>> start Data records

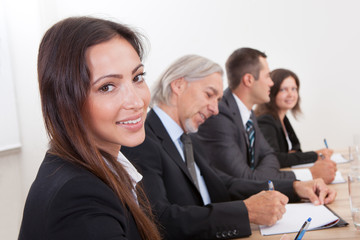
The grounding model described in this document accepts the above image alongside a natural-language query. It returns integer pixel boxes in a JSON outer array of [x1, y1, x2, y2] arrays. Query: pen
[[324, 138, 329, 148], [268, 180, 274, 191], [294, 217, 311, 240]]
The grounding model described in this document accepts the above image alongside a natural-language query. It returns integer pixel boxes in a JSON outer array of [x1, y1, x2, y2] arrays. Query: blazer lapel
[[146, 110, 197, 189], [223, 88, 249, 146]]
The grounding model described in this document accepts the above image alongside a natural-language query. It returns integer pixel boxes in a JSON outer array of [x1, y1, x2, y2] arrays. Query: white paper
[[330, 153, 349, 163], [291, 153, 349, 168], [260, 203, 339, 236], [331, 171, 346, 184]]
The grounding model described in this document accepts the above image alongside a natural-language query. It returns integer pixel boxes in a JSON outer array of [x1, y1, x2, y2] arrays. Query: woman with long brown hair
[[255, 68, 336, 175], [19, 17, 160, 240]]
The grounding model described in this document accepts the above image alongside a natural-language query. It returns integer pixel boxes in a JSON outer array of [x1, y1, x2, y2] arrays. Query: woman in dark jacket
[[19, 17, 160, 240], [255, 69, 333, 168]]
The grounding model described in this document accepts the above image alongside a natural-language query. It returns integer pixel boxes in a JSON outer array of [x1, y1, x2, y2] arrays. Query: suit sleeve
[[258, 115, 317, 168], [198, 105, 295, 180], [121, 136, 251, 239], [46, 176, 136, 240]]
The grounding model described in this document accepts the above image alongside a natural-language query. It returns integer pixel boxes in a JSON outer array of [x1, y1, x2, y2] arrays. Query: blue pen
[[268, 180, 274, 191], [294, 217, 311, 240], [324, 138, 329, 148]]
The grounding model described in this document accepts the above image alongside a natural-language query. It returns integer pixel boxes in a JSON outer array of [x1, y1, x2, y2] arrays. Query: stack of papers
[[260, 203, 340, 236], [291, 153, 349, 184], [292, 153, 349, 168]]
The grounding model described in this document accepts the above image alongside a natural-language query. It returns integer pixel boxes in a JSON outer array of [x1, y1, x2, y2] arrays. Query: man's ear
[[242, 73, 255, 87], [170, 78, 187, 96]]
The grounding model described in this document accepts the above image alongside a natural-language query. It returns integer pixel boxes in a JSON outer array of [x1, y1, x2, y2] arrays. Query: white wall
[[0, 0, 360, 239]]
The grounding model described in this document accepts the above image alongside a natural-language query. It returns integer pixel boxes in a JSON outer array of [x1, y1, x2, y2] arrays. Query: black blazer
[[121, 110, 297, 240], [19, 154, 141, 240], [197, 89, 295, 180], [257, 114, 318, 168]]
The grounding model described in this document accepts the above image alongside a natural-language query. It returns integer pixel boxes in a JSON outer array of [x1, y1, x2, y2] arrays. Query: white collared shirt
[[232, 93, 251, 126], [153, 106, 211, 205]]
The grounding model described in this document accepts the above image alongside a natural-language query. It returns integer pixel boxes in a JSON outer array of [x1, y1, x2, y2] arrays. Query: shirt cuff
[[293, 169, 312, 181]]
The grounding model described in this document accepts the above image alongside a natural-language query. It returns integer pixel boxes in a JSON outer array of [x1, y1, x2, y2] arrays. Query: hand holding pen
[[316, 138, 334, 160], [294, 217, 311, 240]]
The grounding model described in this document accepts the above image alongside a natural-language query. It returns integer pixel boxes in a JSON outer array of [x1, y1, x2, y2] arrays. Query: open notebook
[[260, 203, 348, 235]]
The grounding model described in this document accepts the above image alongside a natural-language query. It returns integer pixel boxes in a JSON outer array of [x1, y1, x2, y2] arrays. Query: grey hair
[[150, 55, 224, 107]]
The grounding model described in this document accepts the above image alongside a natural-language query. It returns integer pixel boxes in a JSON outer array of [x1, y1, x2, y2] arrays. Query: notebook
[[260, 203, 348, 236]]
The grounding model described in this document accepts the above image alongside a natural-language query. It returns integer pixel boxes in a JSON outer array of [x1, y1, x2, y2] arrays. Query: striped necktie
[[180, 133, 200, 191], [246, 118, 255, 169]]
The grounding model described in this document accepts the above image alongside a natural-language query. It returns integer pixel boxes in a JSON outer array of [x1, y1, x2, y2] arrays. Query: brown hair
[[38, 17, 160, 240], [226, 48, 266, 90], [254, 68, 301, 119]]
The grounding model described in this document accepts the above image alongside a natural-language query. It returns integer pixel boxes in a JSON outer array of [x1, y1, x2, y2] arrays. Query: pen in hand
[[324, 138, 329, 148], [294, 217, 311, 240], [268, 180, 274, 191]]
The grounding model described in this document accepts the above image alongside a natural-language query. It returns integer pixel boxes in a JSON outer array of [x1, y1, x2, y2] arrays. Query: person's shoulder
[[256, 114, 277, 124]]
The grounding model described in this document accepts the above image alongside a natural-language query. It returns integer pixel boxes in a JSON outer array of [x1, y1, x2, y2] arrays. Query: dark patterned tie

>> end Data records

Brief: Locate every line in the items above that contains the word "brown" and copy each such line in full. The match is case-sensitive.

Solved exercise:
The grounding model described in this document accepts the above image alongside a natural-language query. It returns integer pixel boxes in a JSON outer array of [x1, y1, x2, y2] arrays. Query: woman with long brown hair
The grounding model described in this document accepts the above image alongside a natural-language query. It returns integer pixel boxes in a JSON outer array of [x1, y1, x2, y2] arrays. Query: brown hair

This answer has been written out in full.